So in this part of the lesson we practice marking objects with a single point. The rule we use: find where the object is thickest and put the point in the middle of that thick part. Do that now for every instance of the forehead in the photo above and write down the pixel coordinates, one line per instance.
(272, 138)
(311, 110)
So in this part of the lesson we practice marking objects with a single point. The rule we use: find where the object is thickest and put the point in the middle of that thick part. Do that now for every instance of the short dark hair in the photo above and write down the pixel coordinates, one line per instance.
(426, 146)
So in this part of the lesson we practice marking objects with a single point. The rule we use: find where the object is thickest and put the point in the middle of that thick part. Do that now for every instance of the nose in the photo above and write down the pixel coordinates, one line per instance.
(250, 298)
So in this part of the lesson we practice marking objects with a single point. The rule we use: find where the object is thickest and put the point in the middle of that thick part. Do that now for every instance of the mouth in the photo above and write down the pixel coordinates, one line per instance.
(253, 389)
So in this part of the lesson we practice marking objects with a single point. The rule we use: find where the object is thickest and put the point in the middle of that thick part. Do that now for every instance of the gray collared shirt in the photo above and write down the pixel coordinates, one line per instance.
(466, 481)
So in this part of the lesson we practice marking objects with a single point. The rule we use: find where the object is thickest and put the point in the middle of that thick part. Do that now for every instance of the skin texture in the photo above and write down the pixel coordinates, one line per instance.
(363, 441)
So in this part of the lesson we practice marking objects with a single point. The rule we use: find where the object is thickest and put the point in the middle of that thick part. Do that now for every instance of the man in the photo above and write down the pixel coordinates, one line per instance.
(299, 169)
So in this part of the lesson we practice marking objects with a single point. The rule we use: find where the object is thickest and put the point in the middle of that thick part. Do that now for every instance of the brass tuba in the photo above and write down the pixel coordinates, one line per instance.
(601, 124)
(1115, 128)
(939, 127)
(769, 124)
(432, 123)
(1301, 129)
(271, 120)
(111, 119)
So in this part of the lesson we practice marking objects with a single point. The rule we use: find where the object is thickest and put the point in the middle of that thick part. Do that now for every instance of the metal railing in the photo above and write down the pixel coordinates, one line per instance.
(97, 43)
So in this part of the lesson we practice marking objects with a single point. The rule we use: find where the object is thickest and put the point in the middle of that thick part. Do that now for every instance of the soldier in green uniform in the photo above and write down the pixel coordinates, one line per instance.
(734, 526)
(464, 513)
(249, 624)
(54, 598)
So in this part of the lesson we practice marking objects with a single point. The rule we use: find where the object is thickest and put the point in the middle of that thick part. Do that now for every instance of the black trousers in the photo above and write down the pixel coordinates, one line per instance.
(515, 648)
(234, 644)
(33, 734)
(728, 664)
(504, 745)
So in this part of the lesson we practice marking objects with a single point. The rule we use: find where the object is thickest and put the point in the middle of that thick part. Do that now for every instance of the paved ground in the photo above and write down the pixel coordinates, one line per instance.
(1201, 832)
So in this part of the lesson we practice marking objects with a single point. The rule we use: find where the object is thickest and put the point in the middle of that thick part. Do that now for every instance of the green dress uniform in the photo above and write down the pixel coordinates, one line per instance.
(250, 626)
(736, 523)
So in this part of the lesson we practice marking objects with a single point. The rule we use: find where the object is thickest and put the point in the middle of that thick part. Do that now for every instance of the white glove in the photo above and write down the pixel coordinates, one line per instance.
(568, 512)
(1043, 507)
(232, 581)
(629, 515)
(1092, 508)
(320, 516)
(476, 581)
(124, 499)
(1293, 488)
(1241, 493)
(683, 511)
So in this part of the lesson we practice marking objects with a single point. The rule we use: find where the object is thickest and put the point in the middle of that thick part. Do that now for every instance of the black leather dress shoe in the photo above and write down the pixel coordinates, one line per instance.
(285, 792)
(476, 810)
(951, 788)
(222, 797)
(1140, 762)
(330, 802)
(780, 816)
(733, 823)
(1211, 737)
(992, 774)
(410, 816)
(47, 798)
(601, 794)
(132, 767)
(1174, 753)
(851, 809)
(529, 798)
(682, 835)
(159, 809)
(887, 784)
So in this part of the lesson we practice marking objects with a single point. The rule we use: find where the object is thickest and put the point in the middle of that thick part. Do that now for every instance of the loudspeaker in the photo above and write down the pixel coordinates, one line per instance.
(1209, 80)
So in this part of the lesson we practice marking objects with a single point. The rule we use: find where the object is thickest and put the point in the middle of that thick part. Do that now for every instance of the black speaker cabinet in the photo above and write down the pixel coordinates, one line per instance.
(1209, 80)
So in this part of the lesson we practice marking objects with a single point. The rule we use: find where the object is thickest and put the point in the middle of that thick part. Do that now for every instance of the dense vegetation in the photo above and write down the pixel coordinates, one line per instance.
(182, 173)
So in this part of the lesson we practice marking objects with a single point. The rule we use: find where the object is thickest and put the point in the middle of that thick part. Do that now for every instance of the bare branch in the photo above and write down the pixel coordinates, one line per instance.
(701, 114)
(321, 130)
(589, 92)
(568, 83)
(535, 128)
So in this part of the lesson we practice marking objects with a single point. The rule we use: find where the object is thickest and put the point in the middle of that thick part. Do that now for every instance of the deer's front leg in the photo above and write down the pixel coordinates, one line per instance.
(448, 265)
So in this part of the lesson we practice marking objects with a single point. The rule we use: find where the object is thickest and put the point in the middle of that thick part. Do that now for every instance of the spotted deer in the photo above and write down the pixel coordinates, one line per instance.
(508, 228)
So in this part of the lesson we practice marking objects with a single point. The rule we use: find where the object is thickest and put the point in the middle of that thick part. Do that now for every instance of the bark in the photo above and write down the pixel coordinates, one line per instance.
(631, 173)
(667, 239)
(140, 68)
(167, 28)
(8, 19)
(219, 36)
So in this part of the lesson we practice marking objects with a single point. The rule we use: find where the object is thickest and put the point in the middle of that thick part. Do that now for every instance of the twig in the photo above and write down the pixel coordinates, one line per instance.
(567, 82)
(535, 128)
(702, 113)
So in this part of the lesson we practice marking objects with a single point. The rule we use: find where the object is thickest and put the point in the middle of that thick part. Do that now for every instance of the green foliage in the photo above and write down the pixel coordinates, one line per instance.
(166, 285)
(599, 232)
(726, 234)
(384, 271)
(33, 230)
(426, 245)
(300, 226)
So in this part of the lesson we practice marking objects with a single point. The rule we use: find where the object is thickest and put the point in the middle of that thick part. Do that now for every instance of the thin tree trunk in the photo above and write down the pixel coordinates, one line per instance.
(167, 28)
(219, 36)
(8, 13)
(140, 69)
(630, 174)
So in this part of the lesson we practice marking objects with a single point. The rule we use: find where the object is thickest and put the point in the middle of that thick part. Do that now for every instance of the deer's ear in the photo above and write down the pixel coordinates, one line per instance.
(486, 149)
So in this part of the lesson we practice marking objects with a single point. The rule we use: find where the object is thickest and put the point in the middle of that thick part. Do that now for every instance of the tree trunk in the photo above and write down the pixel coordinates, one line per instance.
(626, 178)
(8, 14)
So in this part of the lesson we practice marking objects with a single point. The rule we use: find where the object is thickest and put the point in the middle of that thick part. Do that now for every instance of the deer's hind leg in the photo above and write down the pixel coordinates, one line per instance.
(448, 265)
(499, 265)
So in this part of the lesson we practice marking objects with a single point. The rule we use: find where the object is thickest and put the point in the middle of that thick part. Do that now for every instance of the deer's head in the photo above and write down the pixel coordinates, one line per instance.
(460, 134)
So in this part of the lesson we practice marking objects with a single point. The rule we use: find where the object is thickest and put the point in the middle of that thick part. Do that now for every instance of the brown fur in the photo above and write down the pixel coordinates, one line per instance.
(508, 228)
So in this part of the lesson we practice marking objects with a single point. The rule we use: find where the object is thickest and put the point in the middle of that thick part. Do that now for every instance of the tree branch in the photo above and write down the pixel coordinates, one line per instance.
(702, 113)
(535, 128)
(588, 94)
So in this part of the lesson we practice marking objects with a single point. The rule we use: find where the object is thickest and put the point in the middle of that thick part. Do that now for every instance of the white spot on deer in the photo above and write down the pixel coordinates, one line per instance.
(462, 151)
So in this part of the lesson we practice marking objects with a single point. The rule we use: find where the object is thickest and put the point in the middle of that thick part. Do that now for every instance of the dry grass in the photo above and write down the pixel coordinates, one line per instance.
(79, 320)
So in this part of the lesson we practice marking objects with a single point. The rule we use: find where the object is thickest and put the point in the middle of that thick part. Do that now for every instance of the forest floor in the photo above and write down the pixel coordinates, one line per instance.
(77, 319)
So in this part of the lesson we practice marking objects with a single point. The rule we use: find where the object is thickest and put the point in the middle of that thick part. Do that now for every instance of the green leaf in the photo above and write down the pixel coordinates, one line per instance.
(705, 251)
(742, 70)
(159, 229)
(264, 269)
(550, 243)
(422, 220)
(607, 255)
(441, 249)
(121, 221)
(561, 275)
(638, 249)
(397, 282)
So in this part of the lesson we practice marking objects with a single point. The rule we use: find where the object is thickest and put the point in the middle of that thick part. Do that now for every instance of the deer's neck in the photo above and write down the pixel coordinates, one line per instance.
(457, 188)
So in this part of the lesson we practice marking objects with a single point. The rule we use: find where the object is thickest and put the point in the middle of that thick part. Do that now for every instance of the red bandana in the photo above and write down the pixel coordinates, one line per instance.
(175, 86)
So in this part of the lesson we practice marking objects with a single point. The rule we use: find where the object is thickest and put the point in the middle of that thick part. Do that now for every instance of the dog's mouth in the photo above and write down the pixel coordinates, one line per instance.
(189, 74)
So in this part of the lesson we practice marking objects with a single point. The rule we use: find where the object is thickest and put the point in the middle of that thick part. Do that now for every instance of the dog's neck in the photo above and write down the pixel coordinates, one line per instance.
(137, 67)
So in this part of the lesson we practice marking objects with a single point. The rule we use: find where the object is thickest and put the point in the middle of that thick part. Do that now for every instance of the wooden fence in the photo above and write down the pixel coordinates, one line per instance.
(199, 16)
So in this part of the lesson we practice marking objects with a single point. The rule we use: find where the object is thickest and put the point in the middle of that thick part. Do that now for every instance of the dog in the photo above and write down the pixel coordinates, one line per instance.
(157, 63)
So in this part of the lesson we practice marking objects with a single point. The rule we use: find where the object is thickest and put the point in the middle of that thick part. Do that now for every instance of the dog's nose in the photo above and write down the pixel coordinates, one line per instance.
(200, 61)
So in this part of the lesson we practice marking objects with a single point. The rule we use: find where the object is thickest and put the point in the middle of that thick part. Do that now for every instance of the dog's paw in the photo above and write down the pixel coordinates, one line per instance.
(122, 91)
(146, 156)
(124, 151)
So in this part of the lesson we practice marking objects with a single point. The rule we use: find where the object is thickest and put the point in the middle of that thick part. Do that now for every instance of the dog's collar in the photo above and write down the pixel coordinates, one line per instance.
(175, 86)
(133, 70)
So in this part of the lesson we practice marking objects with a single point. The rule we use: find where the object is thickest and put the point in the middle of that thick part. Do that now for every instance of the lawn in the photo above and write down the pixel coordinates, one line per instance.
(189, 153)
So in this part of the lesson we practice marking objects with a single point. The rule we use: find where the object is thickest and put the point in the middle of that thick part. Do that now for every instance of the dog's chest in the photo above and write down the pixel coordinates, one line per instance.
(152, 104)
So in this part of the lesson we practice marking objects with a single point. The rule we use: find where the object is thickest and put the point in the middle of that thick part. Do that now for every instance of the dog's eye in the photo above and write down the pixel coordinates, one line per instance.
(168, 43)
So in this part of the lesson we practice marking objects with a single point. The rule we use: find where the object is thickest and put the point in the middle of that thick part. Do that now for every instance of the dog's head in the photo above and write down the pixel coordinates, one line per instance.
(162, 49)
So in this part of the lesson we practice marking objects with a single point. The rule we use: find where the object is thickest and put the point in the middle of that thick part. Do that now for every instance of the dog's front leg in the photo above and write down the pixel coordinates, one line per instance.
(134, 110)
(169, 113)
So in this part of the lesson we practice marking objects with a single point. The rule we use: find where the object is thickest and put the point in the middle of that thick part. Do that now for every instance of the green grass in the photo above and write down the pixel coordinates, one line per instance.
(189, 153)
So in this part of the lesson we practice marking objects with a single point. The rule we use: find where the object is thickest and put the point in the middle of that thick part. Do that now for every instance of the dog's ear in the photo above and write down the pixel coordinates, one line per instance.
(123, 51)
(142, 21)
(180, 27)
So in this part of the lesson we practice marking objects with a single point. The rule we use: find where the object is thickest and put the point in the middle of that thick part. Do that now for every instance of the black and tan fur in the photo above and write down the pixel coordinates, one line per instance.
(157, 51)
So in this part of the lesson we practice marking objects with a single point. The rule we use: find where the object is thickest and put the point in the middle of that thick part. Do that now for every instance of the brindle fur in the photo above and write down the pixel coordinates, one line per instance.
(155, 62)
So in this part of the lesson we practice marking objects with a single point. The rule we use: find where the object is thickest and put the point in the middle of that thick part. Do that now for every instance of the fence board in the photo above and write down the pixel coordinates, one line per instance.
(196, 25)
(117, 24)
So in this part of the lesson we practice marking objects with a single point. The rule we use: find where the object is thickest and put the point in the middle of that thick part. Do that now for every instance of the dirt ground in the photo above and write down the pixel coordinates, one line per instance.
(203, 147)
┄┄┄┄┄┄┄┄┄┄┄┄┄┄┄┄┄┄┄┄
Your instructions:
Reproduce the records above exactly, starting with the line that contains "of the dirt" and ending with the last line.

Result for this exercise:
So in this part of the lesson we practice marking objects with a single point. The rule we use: find where the object is thickest and put the point in the middle of that thick part. Do that now for every instance of the dirt ground in the photo above and write down the pixel coordinates, one line per instance.
(203, 147)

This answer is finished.